• _Stored rows_
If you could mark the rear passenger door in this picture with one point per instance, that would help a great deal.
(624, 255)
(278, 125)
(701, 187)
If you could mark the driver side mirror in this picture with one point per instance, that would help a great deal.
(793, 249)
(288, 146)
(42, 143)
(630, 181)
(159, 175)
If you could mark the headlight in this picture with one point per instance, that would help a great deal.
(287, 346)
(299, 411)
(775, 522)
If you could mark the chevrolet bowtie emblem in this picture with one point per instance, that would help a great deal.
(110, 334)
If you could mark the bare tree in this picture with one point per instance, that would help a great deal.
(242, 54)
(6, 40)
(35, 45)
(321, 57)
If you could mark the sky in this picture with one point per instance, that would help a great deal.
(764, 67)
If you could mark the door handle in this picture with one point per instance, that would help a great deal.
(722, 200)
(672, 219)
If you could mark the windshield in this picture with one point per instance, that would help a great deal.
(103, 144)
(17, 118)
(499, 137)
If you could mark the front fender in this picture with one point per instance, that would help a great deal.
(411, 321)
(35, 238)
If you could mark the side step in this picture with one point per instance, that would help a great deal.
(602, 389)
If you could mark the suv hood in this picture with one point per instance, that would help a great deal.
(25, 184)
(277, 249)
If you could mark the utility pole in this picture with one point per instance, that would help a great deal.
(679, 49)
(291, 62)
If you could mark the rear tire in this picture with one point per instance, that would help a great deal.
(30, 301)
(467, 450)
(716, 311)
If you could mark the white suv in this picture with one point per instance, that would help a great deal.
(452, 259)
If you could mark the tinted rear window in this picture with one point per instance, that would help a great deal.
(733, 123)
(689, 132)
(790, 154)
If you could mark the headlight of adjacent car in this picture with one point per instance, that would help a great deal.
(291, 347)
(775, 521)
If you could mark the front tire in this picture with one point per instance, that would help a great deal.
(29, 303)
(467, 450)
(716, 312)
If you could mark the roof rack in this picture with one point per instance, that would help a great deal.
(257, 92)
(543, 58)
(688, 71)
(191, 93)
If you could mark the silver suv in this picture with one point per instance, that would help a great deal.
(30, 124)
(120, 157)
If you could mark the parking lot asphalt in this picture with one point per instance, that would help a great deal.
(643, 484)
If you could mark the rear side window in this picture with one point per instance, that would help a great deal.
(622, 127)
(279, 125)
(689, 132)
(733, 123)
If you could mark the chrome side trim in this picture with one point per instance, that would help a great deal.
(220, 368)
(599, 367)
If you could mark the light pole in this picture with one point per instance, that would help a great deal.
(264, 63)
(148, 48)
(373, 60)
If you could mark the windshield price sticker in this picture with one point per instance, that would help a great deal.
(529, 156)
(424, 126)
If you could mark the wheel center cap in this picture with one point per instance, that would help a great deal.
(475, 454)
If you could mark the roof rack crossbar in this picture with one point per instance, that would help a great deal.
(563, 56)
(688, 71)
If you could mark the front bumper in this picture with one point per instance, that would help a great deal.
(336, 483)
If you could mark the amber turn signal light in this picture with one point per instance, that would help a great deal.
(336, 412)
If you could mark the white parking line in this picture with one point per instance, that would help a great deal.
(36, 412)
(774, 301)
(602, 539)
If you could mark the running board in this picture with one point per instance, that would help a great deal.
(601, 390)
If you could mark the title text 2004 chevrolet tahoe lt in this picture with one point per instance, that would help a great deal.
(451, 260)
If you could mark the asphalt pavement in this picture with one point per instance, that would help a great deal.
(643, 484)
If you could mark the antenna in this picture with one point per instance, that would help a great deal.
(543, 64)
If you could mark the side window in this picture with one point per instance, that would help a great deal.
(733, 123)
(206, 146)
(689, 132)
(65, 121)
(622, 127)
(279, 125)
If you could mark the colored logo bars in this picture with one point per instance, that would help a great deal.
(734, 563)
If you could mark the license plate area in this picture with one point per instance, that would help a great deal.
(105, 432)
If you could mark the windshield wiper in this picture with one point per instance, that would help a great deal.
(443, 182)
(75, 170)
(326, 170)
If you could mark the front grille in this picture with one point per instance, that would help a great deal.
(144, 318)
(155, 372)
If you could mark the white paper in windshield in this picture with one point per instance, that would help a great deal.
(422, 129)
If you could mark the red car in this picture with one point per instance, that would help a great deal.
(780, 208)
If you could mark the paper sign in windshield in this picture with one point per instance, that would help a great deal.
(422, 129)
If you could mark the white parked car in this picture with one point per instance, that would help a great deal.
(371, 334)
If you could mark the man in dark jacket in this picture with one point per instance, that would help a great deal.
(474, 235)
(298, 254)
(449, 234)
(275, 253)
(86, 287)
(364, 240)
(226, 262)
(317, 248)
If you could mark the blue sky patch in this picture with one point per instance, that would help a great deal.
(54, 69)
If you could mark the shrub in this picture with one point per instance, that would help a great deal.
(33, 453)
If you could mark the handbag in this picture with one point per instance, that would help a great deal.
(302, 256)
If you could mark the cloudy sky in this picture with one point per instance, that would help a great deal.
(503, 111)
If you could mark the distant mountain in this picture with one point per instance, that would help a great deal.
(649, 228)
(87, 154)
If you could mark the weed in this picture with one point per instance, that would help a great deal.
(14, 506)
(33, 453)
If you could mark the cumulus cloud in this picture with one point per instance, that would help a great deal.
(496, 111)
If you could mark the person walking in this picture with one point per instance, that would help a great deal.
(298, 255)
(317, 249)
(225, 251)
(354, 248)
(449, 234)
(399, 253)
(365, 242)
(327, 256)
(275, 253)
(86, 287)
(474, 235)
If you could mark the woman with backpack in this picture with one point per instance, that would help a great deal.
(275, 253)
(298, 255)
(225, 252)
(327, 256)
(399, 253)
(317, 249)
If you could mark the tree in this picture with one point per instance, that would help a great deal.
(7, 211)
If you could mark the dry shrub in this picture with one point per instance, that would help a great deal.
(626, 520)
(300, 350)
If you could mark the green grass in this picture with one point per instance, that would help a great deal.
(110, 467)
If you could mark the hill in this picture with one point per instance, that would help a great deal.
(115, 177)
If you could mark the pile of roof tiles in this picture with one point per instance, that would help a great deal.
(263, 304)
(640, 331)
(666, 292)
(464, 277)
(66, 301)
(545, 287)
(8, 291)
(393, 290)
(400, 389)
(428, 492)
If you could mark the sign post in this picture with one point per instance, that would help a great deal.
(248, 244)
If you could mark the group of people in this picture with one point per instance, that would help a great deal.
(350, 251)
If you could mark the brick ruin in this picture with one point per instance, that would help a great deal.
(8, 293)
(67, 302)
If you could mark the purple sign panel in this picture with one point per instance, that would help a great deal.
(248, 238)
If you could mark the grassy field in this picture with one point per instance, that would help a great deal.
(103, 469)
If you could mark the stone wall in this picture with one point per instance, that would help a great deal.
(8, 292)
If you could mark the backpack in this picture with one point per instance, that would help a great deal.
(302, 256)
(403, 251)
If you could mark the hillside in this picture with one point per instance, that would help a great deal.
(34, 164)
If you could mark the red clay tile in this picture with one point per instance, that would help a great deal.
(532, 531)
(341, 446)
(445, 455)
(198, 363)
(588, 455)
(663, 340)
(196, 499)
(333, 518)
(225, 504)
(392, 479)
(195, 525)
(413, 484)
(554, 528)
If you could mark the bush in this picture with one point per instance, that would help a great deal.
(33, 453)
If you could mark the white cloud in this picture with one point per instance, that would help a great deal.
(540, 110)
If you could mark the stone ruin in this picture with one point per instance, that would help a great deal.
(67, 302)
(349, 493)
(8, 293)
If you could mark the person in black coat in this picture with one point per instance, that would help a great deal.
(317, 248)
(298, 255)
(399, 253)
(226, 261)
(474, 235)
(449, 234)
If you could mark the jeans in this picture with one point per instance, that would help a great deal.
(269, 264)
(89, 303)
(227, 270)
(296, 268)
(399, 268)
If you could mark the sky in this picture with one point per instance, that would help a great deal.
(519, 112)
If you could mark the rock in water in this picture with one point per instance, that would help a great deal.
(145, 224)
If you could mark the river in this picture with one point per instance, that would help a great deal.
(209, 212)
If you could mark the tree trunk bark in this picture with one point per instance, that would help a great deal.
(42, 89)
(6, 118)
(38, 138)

• _To do_
Could you rewrite the stretch of entries from the line containing "If you could mark the river" through the end of the entries, with "river" swapped for "stream" and nothing else changed?

• _Task answer_
If you could mark the stream in this picture with one point per instance, that would help a great deal.
(209, 212)
If you could mark the tree trunk bark in this picture with one point per instance, that would help a great deal.
(42, 89)
(6, 118)
(38, 138)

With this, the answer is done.